Goal of the exercise => Your answer should hold exactly the lines from the one with "Could you point out the clock face" through the final line of the data below, reproduced as written.

*** Opening Available data ***

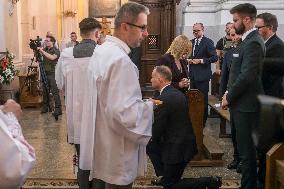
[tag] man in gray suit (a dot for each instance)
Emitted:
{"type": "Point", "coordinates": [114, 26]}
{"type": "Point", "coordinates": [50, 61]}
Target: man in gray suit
{"type": "Point", "coordinates": [243, 87]}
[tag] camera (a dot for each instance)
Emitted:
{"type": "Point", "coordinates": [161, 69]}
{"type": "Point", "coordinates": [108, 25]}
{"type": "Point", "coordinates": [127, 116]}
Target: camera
{"type": "Point", "coordinates": [35, 43]}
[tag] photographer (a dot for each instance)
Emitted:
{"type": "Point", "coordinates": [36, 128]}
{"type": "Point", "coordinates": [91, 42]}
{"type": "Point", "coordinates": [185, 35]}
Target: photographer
{"type": "Point", "coordinates": [50, 57]}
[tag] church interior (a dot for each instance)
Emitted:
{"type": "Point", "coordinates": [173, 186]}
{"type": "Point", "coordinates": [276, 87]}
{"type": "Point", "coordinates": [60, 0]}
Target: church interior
{"type": "Point", "coordinates": [22, 21]}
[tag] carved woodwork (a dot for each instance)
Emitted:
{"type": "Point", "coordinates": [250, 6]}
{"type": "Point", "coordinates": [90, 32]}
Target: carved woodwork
{"type": "Point", "coordinates": [196, 111]}
{"type": "Point", "coordinates": [161, 29]}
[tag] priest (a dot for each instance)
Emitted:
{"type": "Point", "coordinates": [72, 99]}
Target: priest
{"type": "Point", "coordinates": [117, 122]}
{"type": "Point", "coordinates": [17, 157]}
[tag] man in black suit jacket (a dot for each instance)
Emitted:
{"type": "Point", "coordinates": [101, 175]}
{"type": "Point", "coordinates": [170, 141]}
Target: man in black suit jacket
{"type": "Point", "coordinates": [243, 87]}
{"type": "Point", "coordinates": [203, 54]}
{"type": "Point", "coordinates": [267, 24]}
{"type": "Point", "coordinates": [173, 143]}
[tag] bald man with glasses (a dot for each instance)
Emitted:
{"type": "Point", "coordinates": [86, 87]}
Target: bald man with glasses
{"type": "Point", "coordinates": [203, 55]}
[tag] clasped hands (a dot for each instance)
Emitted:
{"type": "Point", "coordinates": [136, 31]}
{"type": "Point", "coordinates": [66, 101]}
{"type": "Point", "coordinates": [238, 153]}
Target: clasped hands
{"type": "Point", "coordinates": [194, 61]}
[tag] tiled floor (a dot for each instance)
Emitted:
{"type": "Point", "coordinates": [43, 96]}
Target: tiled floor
{"type": "Point", "coordinates": [54, 155]}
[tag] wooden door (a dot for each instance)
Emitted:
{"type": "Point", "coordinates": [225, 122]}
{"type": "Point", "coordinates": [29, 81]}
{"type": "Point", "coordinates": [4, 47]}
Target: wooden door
{"type": "Point", "coordinates": [161, 29]}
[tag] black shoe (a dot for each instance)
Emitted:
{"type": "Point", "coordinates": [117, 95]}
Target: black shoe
{"type": "Point", "coordinates": [156, 182]}
{"type": "Point", "coordinates": [239, 168]}
{"type": "Point", "coordinates": [214, 183]}
{"type": "Point", "coordinates": [233, 165]}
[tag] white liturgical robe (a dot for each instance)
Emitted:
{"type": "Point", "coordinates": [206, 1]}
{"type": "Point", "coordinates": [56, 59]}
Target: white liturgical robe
{"type": "Point", "coordinates": [70, 75]}
{"type": "Point", "coordinates": [118, 123]}
{"type": "Point", "coordinates": [17, 157]}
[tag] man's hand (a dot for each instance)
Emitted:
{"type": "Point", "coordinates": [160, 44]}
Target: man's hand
{"type": "Point", "coordinates": [194, 61]}
{"type": "Point", "coordinates": [12, 106]}
{"type": "Point", "coordinates": [224, 102]}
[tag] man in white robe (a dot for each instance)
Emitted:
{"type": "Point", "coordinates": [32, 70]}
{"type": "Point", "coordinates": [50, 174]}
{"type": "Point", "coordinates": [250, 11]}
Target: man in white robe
{"type": "Point", "coordinates": [118, 122]}
{"type": "Point", "coordinates": [70, 75]}
{"type": "Point", "coordinates": [17, 157]}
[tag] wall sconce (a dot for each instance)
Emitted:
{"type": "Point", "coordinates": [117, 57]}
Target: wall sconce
{"type": "Point", "coordinates": [69, 13]}
{"type": "Point", "coordinates": [12, 5]}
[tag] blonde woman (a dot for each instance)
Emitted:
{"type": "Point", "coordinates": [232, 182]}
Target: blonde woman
{"type": "Point", "coordinates": [174, 58]}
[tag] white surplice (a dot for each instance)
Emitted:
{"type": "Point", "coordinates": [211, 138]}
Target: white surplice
{"type": "Point", "coordinates": [70, 75]}
{"type": "Point", "coordinates": [118, 122]}
{"type": "Point", "coordinates": [17, 157]}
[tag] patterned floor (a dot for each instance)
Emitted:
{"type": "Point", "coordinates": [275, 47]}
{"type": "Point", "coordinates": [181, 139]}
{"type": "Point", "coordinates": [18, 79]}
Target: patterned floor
{"type": "Point", "coordinates": [72, 184]}
{"type": "Point", "coordinates": [55, 156]}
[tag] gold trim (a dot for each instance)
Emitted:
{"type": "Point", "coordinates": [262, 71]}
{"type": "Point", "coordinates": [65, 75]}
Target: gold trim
{"type": "Point", "coordinates": [59, 19]}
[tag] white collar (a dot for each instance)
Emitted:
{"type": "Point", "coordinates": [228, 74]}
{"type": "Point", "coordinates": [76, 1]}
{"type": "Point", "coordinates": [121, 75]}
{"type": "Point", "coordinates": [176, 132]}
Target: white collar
{"type": "Point", "coordinates": [247, 33]}
{"type": "Point", "coordinates": [164, 88]}
{"type": "Point", "coordinates": [119, 42]}
{"type": "Point", "coordinates": [198, 39]}
{"type": "Point", "coordinates": [269, 37]}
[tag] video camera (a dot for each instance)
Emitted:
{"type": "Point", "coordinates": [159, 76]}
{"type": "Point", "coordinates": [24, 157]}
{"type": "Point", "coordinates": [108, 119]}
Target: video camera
{"type": "Point", "coordinates": [35, 43]}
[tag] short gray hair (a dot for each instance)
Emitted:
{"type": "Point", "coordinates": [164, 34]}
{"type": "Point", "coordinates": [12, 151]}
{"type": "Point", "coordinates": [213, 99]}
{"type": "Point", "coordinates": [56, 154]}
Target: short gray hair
{"type": "Point", "coordinates": [164, 71]}
{"type": "Point", "coordinates": [129, 13]}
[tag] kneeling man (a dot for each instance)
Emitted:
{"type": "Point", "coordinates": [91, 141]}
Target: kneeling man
{"type": "Point", "coordinates": [173, 143]}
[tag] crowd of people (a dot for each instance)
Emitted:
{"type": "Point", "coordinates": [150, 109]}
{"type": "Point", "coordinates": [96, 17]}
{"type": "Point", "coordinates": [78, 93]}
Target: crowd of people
{"type": "Point", "coordinates": [113, 128]}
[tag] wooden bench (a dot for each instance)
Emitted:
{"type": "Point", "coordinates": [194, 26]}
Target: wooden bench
{"type": "Point", "coordinates": [274, 178]}
{"type": "Point", "coordinates": [209, 152]}
{"type": "Point", "coordinates": [223, 114]}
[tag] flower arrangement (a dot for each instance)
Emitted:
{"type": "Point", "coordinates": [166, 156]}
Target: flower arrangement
{"type": "Point", "coordinates": [7, 68]}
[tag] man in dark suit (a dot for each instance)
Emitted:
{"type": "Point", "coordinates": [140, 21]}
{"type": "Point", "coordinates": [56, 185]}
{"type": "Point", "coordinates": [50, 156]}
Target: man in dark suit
{"type": "Point", "coordinates": [203, 54]}
{"type": "Point", "coordinates": [243, 87]}
{"type": "Point", "coordinates": [267, 25]}
{"type": "Point", "coordinates": [173, 143]}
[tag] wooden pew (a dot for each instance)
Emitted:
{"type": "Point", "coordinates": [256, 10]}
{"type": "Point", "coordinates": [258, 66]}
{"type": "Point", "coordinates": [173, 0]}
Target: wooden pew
{"type": "Point", "coordinates": [274, 178]}
{"type": "Point", "coordinates": [223, 114]}
{"type": "Point", "coordinates": [209, 152]}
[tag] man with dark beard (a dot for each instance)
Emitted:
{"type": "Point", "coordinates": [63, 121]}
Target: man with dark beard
{"type": "Point", "coordinates": [243, 87]}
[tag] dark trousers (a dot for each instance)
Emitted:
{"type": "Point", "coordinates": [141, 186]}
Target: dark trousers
{"type": "Point", "coordinates": [82, 175]}
{"type": "Point", "coordinates": [55, 92]}
{"type": "Point", "coordinates": [245, 122]}
{"type": "Point", "coordinates": [234, 139]}
{"type": "Point", "coordinates": [203, 87]}
{"type": "Point", "coordinates": [261, 168]}
{"type": "Point", "coordinates": [171, 172]}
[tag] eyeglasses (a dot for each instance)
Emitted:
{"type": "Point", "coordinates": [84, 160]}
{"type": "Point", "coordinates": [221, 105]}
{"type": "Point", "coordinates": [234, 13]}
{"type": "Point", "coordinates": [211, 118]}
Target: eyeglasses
{"type": "Point", "coordinates": [143, 27]}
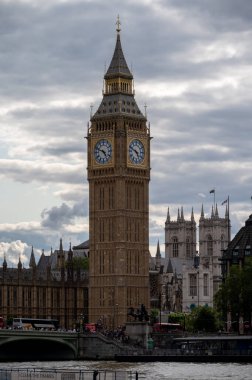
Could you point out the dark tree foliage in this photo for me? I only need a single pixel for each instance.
(203, 318)
(235, 294)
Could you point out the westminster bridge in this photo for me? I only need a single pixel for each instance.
(21, 345)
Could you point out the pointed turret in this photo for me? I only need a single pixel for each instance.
(158, 254)
(19, 264)
(192, 215)
(158, 257)
(216, 211)
(202, 216)
(169, 267)
(118, 93)
(118, 66)
(212, 213)
(168, 218)
(178, 217)
(4, 263)
(32, 263)
(61, 245)
(226, 212)
(70, 263)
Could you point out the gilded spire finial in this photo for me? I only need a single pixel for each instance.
(118, 23)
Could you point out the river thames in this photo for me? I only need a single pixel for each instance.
(153, 371)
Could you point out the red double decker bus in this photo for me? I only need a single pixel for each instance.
(2, 324)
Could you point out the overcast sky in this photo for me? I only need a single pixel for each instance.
(191, 61)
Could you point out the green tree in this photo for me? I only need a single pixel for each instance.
(235, 294)
(203, 318)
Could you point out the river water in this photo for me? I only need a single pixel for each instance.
(153, 371)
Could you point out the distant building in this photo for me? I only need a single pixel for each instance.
(239, 249)
(186, 277)
(49, 289)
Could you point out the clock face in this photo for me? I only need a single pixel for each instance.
(136, 151)
(103, 151)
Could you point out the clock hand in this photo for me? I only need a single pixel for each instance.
(137, 153)
(103, 151)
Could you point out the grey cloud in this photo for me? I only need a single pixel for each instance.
(57, 217)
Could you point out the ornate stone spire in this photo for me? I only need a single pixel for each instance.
(212, 214)
(32, 263)
(182, 214)
(158, 254)
(118, 65)
(216, 211)
(192, 215)
(19, 264)
(158, 257)
(4, 263)
(178, 218)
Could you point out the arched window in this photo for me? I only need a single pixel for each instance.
(209, 245)
(175, 247)
(222, 242)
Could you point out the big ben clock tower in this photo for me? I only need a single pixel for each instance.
(118, 174)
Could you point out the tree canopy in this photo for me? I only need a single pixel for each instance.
(235, 294)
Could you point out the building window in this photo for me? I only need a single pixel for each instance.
(192, 285)
(209, 245)
(205, 285)
(101, 198)
(175, 247)
(188, 248)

*** Closing Available data ***

Exercise response =>
Could you point out the clock face in this photo for me? I only need a single pixel for each instance.
(136, 151)
(103, 151)
Could you point out the clock hand in this photo for me? I only need a single pixel for each instance.
(137, 153)
(103, 151)
Could you point out the grey cloud in this photo for me? I only need a single pixel for each instance.
(57, 217)
Could you point out the ornate stone spire in this photo for me? I only need a single pixel for each instance.
(212, 214)
(32, 263)
(182, 214)
(158, 254)
(118, 65)
(216, 211)
(192, 215)
(19, 264)
(158, 257)
(4, 263)
(178, 218)
Could you point out the arched window in this photo for me? I only need a single pixel for each instance.
(209, 245)
(175, 247)
(222, 242)
Could you point out the big ben clock tower in this photo for me? I only need a single pixel for each instance.
(118, 174)
Could you point out the tree canopy in this photo for me? I only need a single pixel for each instance.
(235, 294)
Could you point out the building window in this photo for me? I only need a single pixel for each instance.
(192, 285)
(209, 245)
(205, 285)
(101, 198)
(175, 247)
(188, 248)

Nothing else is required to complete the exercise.